Problem:
Count the lines in the material below that contain the string "dark", and reply with that number only.
--- Begin ---
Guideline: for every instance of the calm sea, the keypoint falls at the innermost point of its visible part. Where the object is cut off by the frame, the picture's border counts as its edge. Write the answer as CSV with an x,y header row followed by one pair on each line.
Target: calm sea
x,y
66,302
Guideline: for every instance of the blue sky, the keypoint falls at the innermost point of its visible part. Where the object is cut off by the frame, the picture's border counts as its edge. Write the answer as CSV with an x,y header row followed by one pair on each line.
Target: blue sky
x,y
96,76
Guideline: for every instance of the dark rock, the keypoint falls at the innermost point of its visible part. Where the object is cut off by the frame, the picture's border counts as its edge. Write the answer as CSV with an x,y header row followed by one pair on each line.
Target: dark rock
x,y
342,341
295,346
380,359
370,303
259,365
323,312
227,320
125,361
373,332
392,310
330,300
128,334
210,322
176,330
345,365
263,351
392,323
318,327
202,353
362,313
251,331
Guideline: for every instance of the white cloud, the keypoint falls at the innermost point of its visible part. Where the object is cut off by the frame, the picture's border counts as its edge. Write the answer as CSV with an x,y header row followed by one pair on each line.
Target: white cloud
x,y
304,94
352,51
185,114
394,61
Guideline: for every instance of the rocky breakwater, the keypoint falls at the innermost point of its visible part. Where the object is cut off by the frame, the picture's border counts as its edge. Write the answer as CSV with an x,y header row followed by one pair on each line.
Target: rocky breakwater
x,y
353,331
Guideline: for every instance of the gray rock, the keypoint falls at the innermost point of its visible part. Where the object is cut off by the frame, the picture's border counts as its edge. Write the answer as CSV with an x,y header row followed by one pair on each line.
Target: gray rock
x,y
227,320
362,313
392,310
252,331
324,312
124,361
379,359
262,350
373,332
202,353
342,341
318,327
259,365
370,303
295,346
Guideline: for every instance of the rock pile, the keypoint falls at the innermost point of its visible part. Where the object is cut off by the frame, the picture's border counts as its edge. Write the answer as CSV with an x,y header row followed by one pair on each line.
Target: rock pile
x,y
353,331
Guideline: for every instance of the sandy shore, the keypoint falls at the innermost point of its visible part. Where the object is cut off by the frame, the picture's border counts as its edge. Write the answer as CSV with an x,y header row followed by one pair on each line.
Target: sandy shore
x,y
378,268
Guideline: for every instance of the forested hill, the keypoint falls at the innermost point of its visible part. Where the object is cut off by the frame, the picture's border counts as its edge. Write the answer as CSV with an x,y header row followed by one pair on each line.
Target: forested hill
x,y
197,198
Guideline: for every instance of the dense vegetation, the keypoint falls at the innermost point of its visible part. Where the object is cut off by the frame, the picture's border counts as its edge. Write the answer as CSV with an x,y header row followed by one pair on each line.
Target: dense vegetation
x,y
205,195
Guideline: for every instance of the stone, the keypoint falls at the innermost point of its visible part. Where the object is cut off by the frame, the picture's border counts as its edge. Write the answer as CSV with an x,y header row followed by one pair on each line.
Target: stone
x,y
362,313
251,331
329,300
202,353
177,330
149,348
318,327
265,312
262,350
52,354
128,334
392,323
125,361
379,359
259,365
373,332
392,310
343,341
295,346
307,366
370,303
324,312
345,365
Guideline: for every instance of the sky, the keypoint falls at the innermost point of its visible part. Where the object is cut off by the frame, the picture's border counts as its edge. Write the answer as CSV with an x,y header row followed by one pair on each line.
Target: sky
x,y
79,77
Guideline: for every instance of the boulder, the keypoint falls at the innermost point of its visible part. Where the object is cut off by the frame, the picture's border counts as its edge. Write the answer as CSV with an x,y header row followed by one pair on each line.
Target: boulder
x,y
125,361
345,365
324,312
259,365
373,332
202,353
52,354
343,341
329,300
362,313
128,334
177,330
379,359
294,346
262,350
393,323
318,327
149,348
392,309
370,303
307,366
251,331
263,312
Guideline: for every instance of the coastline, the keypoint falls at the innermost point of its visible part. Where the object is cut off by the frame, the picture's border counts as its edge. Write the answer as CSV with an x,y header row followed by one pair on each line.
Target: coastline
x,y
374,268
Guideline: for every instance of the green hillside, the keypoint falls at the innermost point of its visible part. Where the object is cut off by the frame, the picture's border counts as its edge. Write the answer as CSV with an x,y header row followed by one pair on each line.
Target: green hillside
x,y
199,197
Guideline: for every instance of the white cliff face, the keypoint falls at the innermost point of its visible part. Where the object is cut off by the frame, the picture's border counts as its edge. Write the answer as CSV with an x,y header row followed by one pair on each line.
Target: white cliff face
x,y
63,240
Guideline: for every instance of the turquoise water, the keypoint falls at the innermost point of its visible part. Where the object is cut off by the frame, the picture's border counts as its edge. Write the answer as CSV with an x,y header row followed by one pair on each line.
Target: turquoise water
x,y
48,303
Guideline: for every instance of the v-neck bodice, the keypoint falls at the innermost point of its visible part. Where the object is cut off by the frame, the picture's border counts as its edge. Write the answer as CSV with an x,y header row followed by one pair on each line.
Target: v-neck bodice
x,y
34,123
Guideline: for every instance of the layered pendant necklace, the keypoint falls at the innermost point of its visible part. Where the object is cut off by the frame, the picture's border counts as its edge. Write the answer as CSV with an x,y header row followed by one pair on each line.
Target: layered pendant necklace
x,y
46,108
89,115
--- End ---
--- Begin ---
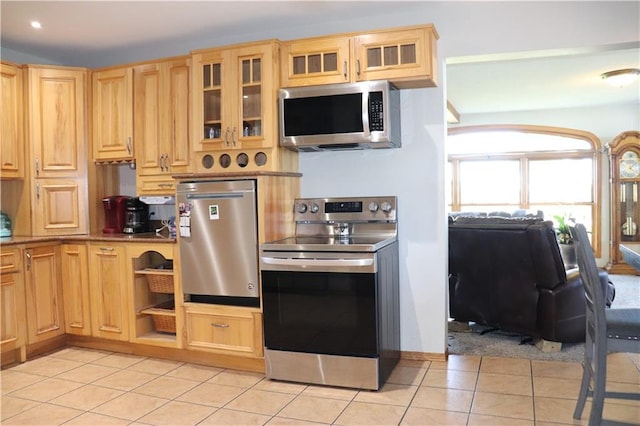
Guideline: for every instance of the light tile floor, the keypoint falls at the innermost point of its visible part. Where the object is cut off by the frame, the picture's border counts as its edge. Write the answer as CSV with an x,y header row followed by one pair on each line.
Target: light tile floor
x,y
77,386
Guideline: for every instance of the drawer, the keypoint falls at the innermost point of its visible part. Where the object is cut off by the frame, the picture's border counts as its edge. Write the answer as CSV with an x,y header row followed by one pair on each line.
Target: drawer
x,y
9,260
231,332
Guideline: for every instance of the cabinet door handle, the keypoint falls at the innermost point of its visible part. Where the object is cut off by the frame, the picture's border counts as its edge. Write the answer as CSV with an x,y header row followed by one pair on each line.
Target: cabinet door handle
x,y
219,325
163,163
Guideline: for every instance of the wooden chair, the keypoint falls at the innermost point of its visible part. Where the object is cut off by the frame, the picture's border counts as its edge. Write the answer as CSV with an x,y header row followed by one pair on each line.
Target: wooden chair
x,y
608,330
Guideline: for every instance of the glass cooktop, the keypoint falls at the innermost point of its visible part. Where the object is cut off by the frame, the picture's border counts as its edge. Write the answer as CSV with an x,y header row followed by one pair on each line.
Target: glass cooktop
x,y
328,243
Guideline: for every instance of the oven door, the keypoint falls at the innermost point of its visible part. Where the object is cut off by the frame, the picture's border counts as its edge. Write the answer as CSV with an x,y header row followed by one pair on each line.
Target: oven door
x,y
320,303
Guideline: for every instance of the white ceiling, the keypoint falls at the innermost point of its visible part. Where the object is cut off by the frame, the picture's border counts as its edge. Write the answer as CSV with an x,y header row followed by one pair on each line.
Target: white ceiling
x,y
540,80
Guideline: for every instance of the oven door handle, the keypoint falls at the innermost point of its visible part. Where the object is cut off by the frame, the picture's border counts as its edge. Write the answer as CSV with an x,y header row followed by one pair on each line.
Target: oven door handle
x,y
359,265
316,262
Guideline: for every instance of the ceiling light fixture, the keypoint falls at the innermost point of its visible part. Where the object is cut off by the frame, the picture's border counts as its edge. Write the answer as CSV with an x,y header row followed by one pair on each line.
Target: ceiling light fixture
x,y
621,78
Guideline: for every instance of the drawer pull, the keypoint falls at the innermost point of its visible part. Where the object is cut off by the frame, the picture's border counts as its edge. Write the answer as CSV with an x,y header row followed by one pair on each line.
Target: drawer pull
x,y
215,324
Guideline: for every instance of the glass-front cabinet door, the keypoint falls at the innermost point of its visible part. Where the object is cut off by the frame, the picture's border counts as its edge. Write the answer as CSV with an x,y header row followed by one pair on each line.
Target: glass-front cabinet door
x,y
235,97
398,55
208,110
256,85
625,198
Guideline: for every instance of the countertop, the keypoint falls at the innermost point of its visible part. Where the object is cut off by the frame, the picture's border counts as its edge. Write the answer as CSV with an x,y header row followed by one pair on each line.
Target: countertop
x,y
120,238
--- End ---
Right answer:
2